→ Exercise description: From the line with "Query: door handle" to the final line of the records, reproduce every line exactly and only those lines.

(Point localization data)
Start of Block
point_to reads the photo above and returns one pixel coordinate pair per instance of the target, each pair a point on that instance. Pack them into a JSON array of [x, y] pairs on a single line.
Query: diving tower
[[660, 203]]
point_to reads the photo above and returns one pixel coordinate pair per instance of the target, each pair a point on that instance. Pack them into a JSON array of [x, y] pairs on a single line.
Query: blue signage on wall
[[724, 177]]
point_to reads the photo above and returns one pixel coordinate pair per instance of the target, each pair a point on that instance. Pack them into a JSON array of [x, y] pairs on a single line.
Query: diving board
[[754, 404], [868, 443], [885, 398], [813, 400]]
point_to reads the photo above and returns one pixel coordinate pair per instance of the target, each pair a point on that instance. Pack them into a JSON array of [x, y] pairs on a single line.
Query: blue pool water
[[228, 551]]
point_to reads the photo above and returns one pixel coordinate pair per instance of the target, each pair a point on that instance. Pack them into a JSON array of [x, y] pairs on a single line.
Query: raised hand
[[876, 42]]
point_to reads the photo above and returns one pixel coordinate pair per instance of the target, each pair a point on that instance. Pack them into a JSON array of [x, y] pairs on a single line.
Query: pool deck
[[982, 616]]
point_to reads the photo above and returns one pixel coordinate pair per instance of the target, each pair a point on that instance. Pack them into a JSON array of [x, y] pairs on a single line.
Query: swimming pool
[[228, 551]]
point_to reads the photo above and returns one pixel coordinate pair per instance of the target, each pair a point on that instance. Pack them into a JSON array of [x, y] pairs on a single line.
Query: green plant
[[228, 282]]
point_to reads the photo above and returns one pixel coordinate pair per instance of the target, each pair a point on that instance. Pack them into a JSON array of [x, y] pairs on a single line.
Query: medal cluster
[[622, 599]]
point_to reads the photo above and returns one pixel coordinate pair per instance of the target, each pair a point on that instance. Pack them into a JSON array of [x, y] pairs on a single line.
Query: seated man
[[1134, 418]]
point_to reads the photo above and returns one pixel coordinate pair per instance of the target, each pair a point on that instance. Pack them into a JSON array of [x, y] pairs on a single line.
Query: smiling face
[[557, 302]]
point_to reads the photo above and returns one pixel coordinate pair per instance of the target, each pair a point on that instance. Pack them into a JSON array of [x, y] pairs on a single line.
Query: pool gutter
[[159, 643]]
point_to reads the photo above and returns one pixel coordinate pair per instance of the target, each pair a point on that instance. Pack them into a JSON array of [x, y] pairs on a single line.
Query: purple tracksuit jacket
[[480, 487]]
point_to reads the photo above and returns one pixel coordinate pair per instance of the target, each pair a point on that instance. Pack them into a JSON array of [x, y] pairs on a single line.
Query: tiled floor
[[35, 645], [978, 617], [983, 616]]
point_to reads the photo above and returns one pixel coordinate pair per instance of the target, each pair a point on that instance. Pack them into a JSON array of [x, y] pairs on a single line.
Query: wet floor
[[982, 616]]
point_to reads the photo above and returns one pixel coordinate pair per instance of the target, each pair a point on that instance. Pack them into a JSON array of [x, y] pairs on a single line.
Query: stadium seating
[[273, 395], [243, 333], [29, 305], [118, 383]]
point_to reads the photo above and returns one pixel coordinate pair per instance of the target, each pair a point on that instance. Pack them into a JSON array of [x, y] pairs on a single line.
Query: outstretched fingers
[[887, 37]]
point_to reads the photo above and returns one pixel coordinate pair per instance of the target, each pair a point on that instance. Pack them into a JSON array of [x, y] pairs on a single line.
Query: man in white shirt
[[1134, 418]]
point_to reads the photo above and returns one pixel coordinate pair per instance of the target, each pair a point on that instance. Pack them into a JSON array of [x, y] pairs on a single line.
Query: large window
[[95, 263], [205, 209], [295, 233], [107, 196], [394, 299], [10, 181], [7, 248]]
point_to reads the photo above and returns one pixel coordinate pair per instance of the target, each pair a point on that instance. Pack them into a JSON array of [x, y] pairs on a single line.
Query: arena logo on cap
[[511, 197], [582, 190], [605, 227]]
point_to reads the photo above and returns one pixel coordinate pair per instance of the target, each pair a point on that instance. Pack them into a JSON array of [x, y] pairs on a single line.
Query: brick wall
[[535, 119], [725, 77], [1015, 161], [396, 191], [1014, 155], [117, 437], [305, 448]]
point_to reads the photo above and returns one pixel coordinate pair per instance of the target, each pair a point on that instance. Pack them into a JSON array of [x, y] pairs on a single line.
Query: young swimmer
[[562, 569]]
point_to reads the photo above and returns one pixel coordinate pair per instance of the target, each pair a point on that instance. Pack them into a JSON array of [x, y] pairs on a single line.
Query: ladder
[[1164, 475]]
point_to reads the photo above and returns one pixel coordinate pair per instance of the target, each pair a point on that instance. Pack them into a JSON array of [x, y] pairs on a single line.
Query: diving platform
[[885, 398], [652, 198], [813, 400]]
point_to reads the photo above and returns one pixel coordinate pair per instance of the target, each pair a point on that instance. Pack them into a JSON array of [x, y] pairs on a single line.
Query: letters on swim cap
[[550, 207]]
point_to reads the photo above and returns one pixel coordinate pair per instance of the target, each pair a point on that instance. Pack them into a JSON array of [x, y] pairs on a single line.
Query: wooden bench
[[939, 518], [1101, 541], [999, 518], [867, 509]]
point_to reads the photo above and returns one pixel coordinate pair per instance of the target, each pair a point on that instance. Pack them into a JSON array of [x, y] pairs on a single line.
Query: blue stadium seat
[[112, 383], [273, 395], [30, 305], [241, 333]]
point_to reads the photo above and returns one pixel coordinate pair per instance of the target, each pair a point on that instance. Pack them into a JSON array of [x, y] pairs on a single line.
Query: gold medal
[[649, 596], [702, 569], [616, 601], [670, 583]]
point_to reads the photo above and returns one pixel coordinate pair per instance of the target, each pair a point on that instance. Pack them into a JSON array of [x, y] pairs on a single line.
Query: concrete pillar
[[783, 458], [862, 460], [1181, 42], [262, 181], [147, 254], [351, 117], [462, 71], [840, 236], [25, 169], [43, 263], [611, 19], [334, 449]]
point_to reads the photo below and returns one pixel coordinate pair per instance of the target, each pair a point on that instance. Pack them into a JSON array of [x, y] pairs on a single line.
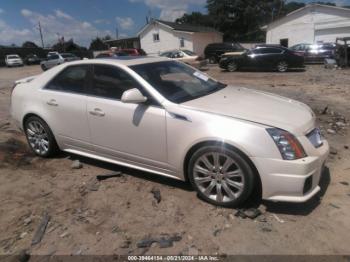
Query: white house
[[159, 36], [311, 24]]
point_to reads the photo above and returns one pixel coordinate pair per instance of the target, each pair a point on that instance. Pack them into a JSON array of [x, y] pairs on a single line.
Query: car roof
[[122, 60]]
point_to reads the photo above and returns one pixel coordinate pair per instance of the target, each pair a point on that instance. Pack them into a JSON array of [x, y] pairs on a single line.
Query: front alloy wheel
[[40, 137], [232, 66], [282, 66], [221, 176]]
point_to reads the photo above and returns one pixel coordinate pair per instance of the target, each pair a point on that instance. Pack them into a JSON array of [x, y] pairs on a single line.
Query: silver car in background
[[162, 116], [13, 60], [54, 59]]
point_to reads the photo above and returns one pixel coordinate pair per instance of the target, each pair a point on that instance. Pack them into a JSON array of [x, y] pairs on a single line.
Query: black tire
[[232, 66], [52, 146], [212, 60], [282, 66], [247, 173]]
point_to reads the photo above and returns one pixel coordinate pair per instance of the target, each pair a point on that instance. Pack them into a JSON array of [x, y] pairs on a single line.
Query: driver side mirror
[[133, 96]]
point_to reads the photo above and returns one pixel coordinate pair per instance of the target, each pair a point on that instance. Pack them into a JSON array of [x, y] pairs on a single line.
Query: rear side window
[[73, 79], [111, 82]]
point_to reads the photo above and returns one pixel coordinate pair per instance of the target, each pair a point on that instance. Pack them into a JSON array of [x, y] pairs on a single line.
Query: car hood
[[258, 107]]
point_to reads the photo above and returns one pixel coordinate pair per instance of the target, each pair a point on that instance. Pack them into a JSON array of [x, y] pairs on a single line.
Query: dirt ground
[[112, 216]]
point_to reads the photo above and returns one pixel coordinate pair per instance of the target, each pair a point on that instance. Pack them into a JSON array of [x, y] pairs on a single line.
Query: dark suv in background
[[263, 57], [316, 53], [214, 51]]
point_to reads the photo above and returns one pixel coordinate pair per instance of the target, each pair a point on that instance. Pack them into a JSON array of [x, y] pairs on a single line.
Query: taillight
[[13, 87], [298, 53]]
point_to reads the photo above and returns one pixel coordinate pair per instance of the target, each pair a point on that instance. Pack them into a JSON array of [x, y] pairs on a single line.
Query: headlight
[[287, 144]]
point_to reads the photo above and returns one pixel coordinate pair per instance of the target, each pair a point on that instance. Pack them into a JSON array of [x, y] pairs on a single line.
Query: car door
[[63, 102], [271, 56], [253, 59], [52, 60], [127, 132]]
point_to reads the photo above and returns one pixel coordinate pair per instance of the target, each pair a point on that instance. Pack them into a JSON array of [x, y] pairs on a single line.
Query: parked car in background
[[55, 59], [13, 60], [111, 54], [214, 51], [133, 51], [32, 60], [187, 57], [263, 57], [315, 53], [162, 116]]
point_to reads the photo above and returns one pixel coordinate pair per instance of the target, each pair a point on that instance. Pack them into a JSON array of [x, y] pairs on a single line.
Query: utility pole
[[41, 34]]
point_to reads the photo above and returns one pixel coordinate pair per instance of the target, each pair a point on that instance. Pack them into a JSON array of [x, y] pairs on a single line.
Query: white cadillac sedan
[[165, 117]]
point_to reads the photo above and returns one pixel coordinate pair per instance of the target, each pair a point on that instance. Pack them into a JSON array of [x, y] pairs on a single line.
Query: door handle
[[97, 112], [52, 102]]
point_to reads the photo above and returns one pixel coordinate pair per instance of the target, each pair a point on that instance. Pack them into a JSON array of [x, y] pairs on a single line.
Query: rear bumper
[[291, 181]]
End of Block
→ Solution for this task:
Query: door handle
[[97, 112], [52, 102]]
point_to reads the photo above and returns one pixel coordinate pair per instance of the target, each pair a point on that instance. Pack them into a JSON array of [x, y] pairs on a single line.
Query: rear bumper
[[291, 181]]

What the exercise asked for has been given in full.